* _GIVEN PASSAGE_:
-*-

Leo
Leo

Reputation: 189

Assign list of outputs from command executed remotely via ssh to a variable in shell

I am trying to connect to a Linux server and execute some commands. Below is the code snippet for it and the output. I want to assign the output of 'ls' to a variable so that i can process it further. Let me know how to do it?

USERNAME=root
PASSWD=abc
HOST=1.2.3.4
SCRIPT="cd /tmp/sample/; ls"
cmd="ssh -l $USERNAME $HOST $SCRIPT"
$cmd

Output: list the directories as below.

5
6
7
10
12

Upvotes: 0

Views: 1281

Answers (2)

konsolebox
konsolebox

Reputation: 75548

This isn't neat for me:

SCRIPT="cd /tmp/sample/; ls"
cmd="ssh -l $USERNAME $HOST $SCRIPT"

Mixing local and remote commands like that could sometimes lead to misinterpretation.

If you could use bash, the better way to do it is to use arrays:

SCRIPT="cd /tmp/sample/; ls"
CMD=(ssh -l "$USERNAME" "$HOST" "$SCRIPT")
OUTPUT=$("${CMD[@]}")
echo "$OUTPUT"

-*-

* _ITEMS_:

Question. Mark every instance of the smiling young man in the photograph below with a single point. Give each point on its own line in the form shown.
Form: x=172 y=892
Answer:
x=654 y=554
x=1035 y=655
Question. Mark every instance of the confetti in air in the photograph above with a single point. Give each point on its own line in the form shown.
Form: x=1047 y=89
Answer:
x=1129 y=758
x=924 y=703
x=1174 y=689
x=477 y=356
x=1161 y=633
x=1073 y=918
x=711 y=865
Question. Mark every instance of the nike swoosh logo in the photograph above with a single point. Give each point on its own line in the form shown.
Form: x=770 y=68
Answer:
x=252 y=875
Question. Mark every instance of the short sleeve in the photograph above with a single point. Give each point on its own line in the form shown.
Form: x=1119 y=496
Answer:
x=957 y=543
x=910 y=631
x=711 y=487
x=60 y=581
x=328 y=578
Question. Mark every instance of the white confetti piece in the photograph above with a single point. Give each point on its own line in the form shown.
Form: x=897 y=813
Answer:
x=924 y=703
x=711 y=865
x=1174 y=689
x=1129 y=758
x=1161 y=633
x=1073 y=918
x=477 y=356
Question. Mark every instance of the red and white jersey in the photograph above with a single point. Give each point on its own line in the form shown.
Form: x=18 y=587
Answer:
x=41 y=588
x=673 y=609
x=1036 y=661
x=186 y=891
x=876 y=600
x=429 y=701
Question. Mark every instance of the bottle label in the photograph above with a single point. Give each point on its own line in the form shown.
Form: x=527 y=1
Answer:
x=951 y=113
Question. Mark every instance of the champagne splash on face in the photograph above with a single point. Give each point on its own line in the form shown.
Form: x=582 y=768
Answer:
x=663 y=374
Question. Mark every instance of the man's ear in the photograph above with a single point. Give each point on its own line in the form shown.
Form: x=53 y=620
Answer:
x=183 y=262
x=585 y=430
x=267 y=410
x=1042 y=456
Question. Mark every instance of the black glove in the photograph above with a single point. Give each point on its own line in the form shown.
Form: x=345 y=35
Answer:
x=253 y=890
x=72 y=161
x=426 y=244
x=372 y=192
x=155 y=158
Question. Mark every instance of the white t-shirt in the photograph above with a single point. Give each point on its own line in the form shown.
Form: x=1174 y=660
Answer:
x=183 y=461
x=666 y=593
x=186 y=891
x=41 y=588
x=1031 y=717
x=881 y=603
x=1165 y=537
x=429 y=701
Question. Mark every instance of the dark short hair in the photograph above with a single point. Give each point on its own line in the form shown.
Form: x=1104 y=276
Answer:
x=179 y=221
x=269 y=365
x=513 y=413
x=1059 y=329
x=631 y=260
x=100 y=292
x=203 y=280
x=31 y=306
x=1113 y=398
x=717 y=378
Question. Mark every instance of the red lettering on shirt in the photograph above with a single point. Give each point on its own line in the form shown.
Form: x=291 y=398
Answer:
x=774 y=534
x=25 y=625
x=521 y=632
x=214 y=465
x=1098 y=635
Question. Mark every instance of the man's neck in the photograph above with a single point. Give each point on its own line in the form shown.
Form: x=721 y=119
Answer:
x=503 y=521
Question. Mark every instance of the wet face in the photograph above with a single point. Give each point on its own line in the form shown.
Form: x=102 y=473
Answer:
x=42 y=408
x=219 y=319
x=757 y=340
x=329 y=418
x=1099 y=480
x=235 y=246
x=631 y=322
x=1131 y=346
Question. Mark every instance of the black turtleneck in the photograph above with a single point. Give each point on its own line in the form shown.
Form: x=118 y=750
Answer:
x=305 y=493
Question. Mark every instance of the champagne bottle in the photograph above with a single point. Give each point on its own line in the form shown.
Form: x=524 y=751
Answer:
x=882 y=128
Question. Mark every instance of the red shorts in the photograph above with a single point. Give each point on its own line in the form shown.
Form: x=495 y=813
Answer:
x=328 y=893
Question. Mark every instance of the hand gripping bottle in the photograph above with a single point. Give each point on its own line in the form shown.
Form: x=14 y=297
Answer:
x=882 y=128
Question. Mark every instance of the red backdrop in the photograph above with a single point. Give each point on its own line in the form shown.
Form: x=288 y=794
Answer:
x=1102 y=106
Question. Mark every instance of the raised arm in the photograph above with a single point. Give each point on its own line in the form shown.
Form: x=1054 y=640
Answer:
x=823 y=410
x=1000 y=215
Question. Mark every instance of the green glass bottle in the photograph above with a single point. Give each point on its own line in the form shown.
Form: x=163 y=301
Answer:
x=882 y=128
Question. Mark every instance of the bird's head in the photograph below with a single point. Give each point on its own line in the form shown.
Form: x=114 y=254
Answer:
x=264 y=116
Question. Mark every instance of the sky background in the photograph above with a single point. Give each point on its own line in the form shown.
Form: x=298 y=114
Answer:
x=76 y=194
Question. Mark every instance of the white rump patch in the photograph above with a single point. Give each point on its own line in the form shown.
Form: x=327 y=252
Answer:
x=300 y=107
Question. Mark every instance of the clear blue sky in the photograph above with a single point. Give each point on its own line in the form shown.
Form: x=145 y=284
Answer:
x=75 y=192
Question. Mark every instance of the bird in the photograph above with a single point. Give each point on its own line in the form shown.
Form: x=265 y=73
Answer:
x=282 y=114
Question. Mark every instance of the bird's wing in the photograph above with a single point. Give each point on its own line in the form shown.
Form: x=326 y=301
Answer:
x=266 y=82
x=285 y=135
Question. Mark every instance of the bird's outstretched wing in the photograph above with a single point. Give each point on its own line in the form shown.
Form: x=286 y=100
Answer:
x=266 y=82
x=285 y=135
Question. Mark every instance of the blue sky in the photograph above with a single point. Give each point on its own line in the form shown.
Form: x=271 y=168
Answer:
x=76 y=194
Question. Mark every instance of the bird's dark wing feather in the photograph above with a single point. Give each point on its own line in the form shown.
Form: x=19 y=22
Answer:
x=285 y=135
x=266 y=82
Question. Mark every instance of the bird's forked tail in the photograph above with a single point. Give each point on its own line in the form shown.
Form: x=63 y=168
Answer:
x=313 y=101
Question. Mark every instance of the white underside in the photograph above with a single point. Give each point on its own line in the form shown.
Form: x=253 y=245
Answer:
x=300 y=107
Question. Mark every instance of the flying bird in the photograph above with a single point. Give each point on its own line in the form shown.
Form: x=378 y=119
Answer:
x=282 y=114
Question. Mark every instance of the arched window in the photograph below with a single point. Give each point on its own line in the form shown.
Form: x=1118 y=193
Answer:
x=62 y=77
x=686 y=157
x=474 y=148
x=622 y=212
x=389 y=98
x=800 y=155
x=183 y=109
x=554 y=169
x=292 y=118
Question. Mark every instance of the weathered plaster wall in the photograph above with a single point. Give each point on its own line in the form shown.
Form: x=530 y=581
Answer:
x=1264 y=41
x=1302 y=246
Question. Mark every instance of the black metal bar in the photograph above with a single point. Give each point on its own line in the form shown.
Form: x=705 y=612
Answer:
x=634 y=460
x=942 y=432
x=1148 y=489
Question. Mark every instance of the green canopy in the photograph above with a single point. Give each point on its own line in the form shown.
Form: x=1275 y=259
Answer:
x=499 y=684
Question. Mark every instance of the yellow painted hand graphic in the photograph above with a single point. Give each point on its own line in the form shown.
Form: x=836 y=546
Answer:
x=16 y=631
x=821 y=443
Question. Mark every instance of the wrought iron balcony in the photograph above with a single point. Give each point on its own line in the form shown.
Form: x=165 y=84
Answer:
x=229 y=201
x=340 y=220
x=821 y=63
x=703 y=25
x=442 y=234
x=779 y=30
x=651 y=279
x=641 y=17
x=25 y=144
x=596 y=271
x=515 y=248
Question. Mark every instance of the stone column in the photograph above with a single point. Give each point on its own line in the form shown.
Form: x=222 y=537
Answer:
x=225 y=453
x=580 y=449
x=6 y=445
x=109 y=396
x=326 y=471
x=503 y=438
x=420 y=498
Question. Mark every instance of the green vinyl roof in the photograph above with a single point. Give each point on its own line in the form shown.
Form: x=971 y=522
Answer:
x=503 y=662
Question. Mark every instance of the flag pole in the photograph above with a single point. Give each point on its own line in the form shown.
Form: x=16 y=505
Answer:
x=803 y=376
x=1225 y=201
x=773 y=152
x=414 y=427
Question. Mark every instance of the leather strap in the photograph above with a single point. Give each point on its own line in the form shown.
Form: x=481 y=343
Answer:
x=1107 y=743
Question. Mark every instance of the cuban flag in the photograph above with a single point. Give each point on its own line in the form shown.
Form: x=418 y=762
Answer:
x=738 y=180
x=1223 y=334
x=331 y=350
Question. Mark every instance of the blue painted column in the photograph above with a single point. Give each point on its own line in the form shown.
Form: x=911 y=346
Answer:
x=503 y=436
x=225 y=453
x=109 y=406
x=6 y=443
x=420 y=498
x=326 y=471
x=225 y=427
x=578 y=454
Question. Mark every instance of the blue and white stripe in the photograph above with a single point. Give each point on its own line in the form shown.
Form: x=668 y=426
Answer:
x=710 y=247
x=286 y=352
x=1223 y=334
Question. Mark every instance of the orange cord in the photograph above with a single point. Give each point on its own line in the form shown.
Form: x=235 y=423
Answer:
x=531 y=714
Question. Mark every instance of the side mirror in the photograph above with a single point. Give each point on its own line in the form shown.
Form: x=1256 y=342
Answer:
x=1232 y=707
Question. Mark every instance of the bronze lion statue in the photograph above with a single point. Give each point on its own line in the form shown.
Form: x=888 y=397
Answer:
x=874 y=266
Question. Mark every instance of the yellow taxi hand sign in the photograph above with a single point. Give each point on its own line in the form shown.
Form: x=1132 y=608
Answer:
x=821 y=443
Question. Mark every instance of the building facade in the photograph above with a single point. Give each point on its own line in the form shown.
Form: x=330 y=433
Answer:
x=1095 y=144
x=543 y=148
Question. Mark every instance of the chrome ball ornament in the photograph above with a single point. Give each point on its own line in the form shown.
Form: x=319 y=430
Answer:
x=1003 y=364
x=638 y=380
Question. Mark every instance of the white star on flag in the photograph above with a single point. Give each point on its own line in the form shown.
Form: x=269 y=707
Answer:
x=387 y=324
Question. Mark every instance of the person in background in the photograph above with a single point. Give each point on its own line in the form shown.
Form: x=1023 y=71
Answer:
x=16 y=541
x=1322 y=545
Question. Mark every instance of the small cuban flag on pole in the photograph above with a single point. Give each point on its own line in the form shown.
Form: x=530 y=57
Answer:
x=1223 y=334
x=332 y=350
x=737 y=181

-*-

Copy the ssh question again, starting at "Reputation: 189" and ending at "directories as below.", with "HOST" changed to "SERVER". The material comes from a separate source.

* _THE SOLUTION_:
Reputation: 189

Assign list of outputs from command executed remotely via ssh to a variable in shell

I am trying to connect to a Linux server and execute some commands. Below is the code snippet for it and the output. I want to assign the output of 'ls' to a variable so that i can process it further. Let me know how to do it?

USERNAME=root
PASSWD=abc
SERVER=1.2.3.4
SCRIPT="cd /tmp/sample/; ls"
cmd="ssh -l $USERNAME $SERVER $SCRIPT"
$cmd

Output: list the directories as below.